_Task objective_. Set out the lines below as a Markdown table with two columns, "Row" for the row number and "Line" for the line itself. Skip any blank lines, and leave the pictures out.

[Items from a data source]
----

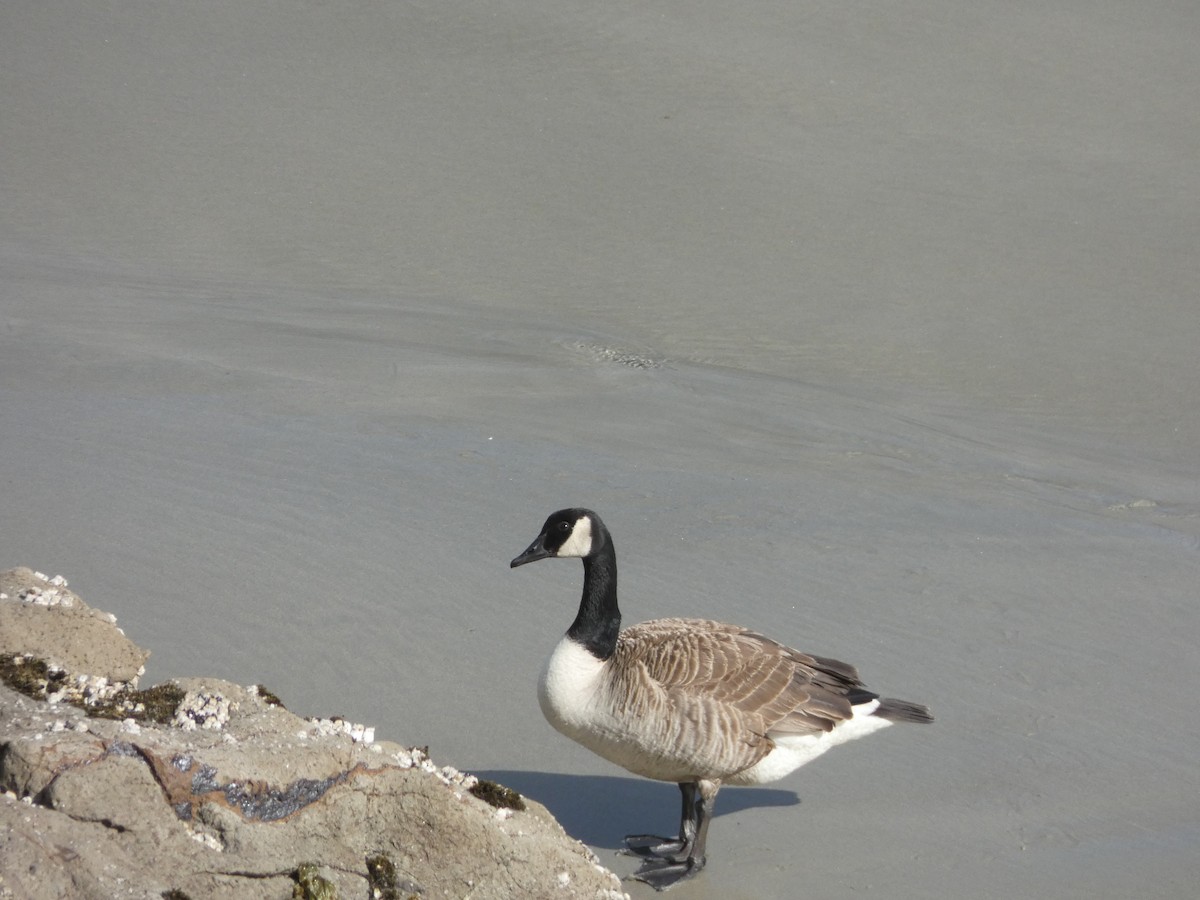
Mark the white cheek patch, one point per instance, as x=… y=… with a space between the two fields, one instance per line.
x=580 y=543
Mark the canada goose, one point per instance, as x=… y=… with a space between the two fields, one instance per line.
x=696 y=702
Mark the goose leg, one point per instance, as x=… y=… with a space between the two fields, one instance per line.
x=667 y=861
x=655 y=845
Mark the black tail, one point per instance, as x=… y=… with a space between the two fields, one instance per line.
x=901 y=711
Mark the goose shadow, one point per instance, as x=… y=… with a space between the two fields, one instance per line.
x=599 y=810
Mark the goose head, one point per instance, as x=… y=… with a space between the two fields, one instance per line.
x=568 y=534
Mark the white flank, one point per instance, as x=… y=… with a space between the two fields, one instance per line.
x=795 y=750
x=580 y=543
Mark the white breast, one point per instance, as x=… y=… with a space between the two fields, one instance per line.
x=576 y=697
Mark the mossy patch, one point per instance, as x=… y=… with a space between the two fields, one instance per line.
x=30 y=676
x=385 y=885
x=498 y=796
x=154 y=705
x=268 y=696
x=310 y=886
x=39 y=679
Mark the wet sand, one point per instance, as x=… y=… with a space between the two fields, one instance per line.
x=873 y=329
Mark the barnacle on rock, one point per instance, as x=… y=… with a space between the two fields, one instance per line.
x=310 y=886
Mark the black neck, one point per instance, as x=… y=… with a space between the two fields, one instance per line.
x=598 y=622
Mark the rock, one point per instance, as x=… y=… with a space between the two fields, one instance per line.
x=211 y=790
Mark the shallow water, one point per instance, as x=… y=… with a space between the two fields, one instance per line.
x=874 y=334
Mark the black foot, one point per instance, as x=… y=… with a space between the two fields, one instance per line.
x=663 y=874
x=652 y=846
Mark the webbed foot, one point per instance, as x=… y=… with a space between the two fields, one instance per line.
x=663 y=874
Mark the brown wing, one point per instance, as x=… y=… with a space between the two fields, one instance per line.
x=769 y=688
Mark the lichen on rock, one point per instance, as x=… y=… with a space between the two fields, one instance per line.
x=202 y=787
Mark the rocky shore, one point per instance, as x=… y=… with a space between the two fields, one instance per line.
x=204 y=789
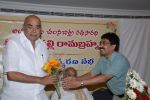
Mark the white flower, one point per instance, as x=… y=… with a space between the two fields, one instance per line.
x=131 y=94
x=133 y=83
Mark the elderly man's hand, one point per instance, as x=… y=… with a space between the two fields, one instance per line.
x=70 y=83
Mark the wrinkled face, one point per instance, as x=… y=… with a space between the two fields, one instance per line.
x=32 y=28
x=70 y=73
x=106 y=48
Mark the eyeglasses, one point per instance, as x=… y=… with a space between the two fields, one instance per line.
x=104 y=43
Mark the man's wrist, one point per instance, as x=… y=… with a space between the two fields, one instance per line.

----

_Exercise solution_.
| Row | Line |
|---|---|
| 1 | Mark the white cheek patch, one point per instance, as x=… y=… with a space between the two fields, one instance per line. |
| 2 | x=580 y=543 |
| 3 | Mark the canada goose, one point per instance, as x=… y=… with a space between the two fields, one instance per line. |
| 4 | x=696 y=702 |
| 5 | Mark the goose leg, one point per instance, as x=… y=… with a space between the two fields, one instance per line. |
| 6 | x=667 y=861 |
| 7 | x=655 y=845 |
| 8 | Mark the black tail, one point per instance, as x=… y=… with a space between the two fields, one instance per line. |
| 9 | x=901 y=711 |
| 10 | Mark the goose shadow, one point per instance, as x=… y=… with a space between the two fields, one instance per line. |
| 11 | x=599 y=810 |
| 12 | Mark the goose head, one point per instance, as x=… y=… with a space between the two fields, one instance per line. |
| 13 | x=568 y=534 |
| 14 | Mark the white flank, one point per instance, as x=… y=… with a space between the two fields, one instance per line. |
| 15 | x=795 y=750 |
| 16 | x=580 y=543 |
| 17 | Mark the white breast, one point per instance, as x=… y=… with a space between the two fields, one instance per line. |
| 18 | x=576 y=697 |
| 19 | Mark the mossy patch, one point per instance, as x=… y=… with a space between the two fields, one instance per line. |
| 20 | x=30 y=676 |
| 21 | x=385 y=885 |
| 22 | x=498 y=796 |
| 23 | x=154 y=705 |
| 24 | x=268 y=696 |
| 25 | x=310 y=886 |
| 26 | x=39 y=679 |
| 27 | Mark the wet sand, one point per instance, as x=… y=… with a space between the two fields, one instance per line. |
| 28 | x=873 y=329 |
| 29 | Mark the barnacle on rock, one point per instance, as x=… y=… with a space between the two fields, one instance per line. |
| 30 | x=310 y=886 |
| 31 | Mark the black neck, one point per instance, as x=… y=… with a space between the two fields, one instance per line. |
| 32 | x=598 y=622 |
| 33 | Mark the rock, one point per instance, as x=… y=… with a space between the two fields, one instance per line. |
| 34 | x=211 y=790 |
| 35 | Mark the shallow water, one point per instance, as x=… y=… with a space between the two fields, one instance per line. |
| 36 | x=874 y=334 |
| 37 | Mark the black foot, one point per instance, as x=… y=… with a space between the two fields, one instance per line. |
| 38 | x=663 y=874 |
| 39 | x=652 y=846 |
| 40 | Mark the webbed foot, one point per instance, as x=… y=… with a space between the two fields, one instance per line. |
| 41 | x=663 y=874 |
| 42 | Mark the brown wing, one point per instance, as x=… y=… with a space between the two fields, one instance per line. |
| 43 | x=769 y=688 |
| 44 | Mark the lichen on rock, one point per instance, as x=… y=… with a space between the two fields, one instance per line. |
| 45 | x=202 y=787 |
| 46 | Mark the rocky shore, one point per instance, as x=… y=… with a space between the two fields, one instance per line. |
| 47 | x=204 y=789 |
| 48 | Mark the white flower, one point per instance, as x=… y=… with a space between the two fields, one instance per line. |
| 49 | x=131 y=94 |
| 50 | x=133 y=83 |
| 51 | Mark the elderly man's hand, one point per instance, as x=… y=… with a space between the two fields, one instance per line. |
| 52 | x=70 y=83 |
| 53 | Mark the wrinkled face, one point per instance, as x=… y=… with a space between the two fields, one instance per line. |
| 54 | x=32 y=28 |
| 55 | x=70 y=73 |
| 56 | x=106 y=48 |
| 57 | Mark the eyeglasses, one point per instance, as x=… y=… with a space between the two fields, one instance per line. |
| 58 | x=104 y=43 |
| 59 | Mark the man's wrist, one point per instance, as x=… y=… with a space between the two fields, one instance per line. |